<<<<

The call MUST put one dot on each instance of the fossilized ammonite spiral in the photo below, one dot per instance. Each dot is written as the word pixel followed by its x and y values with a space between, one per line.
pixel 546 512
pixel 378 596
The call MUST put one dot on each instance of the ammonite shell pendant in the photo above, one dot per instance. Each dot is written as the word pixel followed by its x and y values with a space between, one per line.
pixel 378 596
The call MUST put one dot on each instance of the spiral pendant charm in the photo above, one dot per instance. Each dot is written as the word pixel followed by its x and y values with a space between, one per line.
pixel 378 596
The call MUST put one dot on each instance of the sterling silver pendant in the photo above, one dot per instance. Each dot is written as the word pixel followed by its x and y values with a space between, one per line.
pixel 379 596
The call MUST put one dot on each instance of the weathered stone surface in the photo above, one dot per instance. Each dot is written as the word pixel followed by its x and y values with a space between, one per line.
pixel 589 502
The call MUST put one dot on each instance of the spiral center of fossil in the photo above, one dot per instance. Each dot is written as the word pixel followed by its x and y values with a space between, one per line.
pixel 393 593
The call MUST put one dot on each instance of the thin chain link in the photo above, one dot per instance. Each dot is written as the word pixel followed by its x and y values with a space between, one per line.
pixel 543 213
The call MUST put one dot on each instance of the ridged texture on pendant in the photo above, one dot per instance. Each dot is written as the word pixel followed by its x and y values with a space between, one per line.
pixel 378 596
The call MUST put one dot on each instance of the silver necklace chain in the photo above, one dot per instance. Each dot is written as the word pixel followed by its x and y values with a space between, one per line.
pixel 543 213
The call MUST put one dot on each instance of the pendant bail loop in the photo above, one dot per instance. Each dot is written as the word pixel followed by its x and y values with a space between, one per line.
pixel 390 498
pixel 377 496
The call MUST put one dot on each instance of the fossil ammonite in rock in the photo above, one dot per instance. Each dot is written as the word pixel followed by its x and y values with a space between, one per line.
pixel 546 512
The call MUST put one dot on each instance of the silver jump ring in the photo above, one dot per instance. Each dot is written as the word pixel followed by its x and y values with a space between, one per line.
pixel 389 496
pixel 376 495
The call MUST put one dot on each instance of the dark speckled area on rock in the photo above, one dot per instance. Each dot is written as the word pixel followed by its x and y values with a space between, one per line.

>>>>

» **What is required**
Your answer should consist of every entry, repeated exactly.

» **Exercise response**
The call MUST put one dot on each instance of the fossilized ammonite spiral in the photo below, one dot per instance. Each dot is written as the word pixel followed by its x and y values with a space between, one per line.
pixel 546 512
pixel 378 596
The call MUST put one dot on each instance of the ammonite shell pendant in the photo above, one dot per instance. Each dot is written as the word pixel followed by its x and y values with a space between, one per line.
pixel 378 596
The call MUST put one dot on each instance of the spiral pendant charm in the photo above, one dot per instance. Each dot is written as the word pixel followed by its x and y values with a space between, one per line.
pixel 378 596
The call MUST put one dot on each instance of the sterling silver pendant in the photo above, one dot per instance. Each dot is written as the word pixel followed by its x and y values with a space between, one per line.
pixel 379 596
The call MUST put one dot on each instance of the weathered stone surface in the photo above, one dot per instance. Each dot is written as the word pixel followed by its x and y values with a space between, one per line.
pixel 589 502
The call MUST put one dot on each instance of the spiral center of fossil in the photo above, one dot per instance. Each dot is written as the word pixel followed by its x and y values with a space between, one per line.
pixel 393 593
The call MUST put one dot on each instance of the thin chain link in the photo above, one dot per instance. Each dot is written as the word pixel followed by its x and y values with a space between, one per line.
pixel 543 213
The call MUST put one dot on each instance of the ridged texture on pendant in the photo above, one dot per instance. Each dot is written as the word pixel followed by its x and y values with a space between, one per line.
pixel 378 596
The call MUST put one dot on each instance of the silver necklace chain in the photo above, one dot per instance. Each dot is written as the word pixel followed by its x and y values with a space between, one per line.
pixel 543 213
The call MUST put one dot on each instance of the pendant bail loop in the photo above, one dot per instance. Each dot is written as the word pixel followed by its x and y values with a space between, one per line.
pixel 390 498
pixel 377 496
The call MUST put one dot on each instance of the fossil ammonite in rock in the photo above, one dot per instance. Each dot is written as the word pixel followed by its x and y values with a space between, one per line.
pixel 546 512
The call MUST put one dot on each instance of the silver jump ring in the photo above, one dot per instance. Each dot is written as the word pixel followed by its x and y values with a space between, one per line.
pixel 389 496
pixel 376 495
The call MUST put one dot on each instance of the dark speckled area on rock in the photo above, one dot per instance. Each dot is written as the word pixel followed by its x and y values with a space between, one per line.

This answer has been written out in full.